** start Selected extract **

This is when we started calling Jimmie "rush guide" his perjorative term for the other guide who had brought in 7 other trekkers the nite before. Jimmie was like a horse that knew he was heading home to the stable and thus set a relentless pace all morning. We took no breaks and hiked 4 hours through mud slick, oc cart, rutted path across fields and villages and finally, blessedly down to the souther end of Inle Lake. Were immediately picked up one of their long boats which was nicely set up with short lawn chairs and umbrellas to take us the 45 minutes across the lake to the town on the north of the lake Nguaschwe where we will stay for 2 more days.

This lake community is the center of true hydroponic gardening. They locals take the mud from the lake bed and bamboo stake it into rows that they plant tomatoes on literally in the shores of the lake so that the tomatoes roots are standing in lake water. This gardening procedure is very labor intensive as are most things here as the men dive down into the lake and scoop up buckets full of this mud sledge and place it into their shallow teak boats until the boat is about submerged and then they take off to their gardens by rowing with one leg and foot on the oar. This boats are so shallow you are amazed at the amount of weight they carry. The same boats pick up the produce and take it to Nguaschwe the town that then is the center for trucking tons of tomatoes all over Myanmar and north to China. This is their main crop here in the valley but the mountain tribes all come in here to trade their produce of rice, potatoes, vegetables and tea so no one is lacking because the market exchange is pretty strong.

It is lovely here and the town/village is quite spread out. Rob and I are congratulating ourselves for making the trek which was a tough one but certainly one that was worth the effort. Again we were the only Boomers with a small group of 20 somethings....including Erik, a young French and Norwegian male travelers. The people, the terrain, the countryside, the mountains and the memories we collected of this most amazing people and country will be with us indefinitely.

** end Selected extract **
** start Stored records **

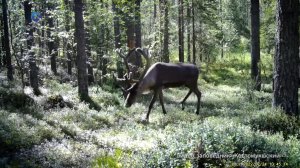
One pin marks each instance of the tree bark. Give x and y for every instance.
(91, 78)
(6, 42)
(117, 36)
(68, 46)
(33, 76)
(81, 54)
(166, 32)
(255, 44)
(193, 33)
(51, 41)
(138, 31)
(188, 11)
(286, 61)
(180, 31)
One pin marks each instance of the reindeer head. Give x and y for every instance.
(131, 93)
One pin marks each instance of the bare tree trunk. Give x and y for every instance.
(255, 46)
(117, 35)
(286, 61)
(166, 31)
(130, 26)
(91, 78)
(180, 31)
(188, 11)
(68, 46)
(81, 54)
(34, 81)
(6, 42)
(51, 43)
(138, 31)
(193, 33)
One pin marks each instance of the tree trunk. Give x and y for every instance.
(138, 31)
(222, 40)
(91, 78)
(34, 81)
(130, 29)
(117, 36)
(193, 33)
(6, 42)
(69, 46)
(180, 31)
(51, 43)
(135, 59)
(81, 54)
(255, 47)
(166, 31)
(188, 11)
(286, 75)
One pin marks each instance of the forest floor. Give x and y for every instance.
(235, 123)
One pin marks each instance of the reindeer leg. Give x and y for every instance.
(151, 105)
(183, 101)
(160, 94)
(198, 94)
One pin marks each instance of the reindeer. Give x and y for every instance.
(157, 77)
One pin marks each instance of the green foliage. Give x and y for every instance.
(110, 161)
(275, 121)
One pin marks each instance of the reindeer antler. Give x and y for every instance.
(145, 53)
(128, 76)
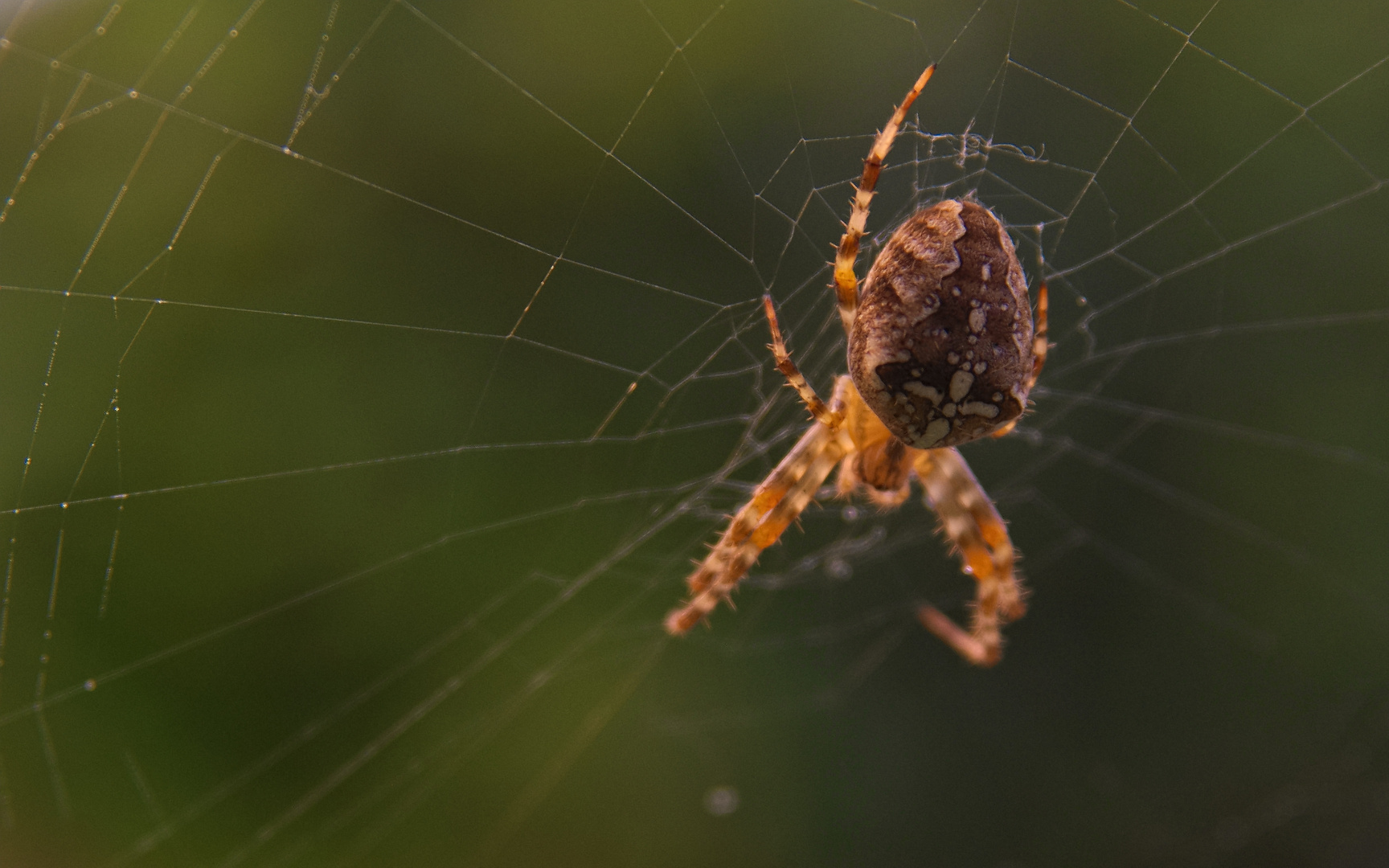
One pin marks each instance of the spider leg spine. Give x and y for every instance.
(846, 282)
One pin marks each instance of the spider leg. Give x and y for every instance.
(831, 418)
(731, 559)
(1039, 347)
(846, 282)
(767, 495)
(974, 526)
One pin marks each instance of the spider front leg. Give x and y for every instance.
(846, 282)
(831, 418)
(974, 526)
(749, 534)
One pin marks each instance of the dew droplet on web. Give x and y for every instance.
(721, 800)
(838, 568)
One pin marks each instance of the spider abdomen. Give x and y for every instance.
(940, 349)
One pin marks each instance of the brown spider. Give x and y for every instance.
(940, 352)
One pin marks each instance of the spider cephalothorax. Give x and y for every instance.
(942, 350)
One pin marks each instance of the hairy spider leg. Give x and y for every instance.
(736, 559)
(977, 530)
(846, 282)
(765, 496)
(831, 418)
(1039, 347)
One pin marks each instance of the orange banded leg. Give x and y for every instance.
(846, 282)
(767, 495)
(735, 559)
(973, 526)
(831, 418)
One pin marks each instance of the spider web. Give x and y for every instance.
(374, 370)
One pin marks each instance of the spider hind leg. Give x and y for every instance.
(977, 530)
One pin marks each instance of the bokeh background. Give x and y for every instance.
(370, 372)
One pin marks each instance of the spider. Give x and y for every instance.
(942, 350)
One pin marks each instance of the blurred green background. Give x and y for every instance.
(370, 372)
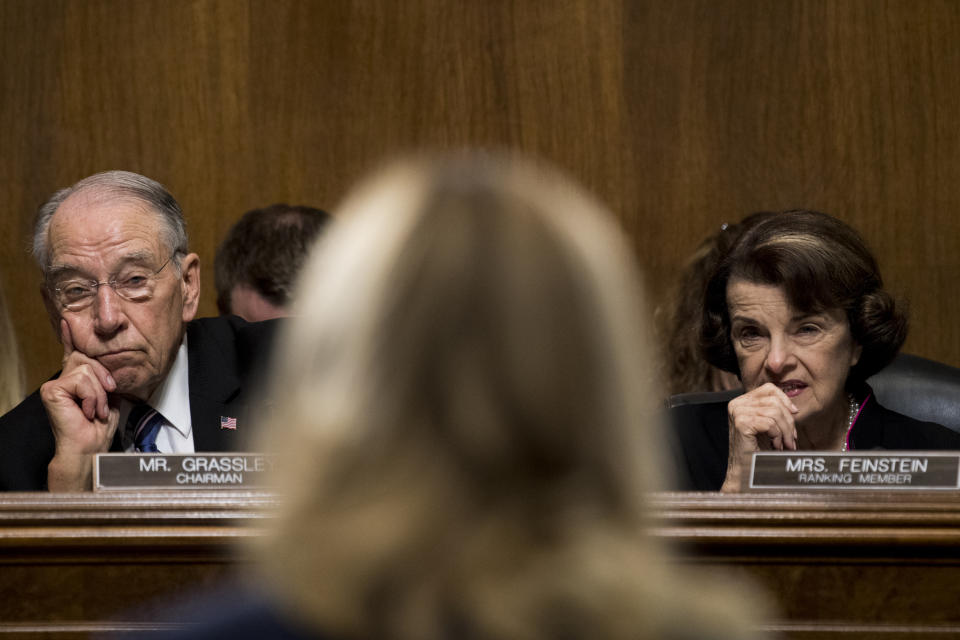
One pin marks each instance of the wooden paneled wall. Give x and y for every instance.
(679, 114)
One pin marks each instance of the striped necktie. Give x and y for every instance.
(144, 422)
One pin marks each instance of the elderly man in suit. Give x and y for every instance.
(139, 372)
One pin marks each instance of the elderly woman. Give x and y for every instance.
(798, 311)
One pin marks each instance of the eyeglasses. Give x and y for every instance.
(136, 284)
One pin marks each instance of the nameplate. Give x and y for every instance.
(888, 470)
(180, 470)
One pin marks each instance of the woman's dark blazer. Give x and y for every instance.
(699, 438)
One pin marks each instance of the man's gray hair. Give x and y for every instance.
(120, 184)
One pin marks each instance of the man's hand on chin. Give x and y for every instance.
(82, 416)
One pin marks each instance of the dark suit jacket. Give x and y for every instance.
(700, 439)
(227, 358)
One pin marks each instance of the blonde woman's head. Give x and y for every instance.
(464, 410)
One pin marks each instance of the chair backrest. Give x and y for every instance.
(920, 388)
(917, 387)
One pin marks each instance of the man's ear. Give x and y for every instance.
(190, 285)
(53, 311)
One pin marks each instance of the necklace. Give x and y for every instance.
(854, 408)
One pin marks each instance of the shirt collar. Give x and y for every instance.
(172, 397)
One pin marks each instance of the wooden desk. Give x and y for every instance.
(838, 565)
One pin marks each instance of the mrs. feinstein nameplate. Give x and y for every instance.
(180, 470)
(888, 470)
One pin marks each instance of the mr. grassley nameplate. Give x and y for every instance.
(180, 470)
(855, 470)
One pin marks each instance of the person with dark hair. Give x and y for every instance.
(798, 311)
(686, 368)
(257, 263)
(139, 373)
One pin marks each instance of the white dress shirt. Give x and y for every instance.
(172, 401)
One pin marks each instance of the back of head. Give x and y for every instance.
(265, 251)
(466, 415)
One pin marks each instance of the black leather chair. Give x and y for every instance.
(914, 386)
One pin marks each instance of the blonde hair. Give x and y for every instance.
(466, 418)
(11, 370)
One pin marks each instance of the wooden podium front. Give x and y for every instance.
(837, 565)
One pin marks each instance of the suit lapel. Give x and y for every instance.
(214, 385)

** end Stored records **

**Exercise:** According to the travel account of Inle Lake, how do the men propel their boats to the gardens? The records originate from a separate source unconnected to the text.

**Reply to the exercise:** They row with one leg and foot on the oar.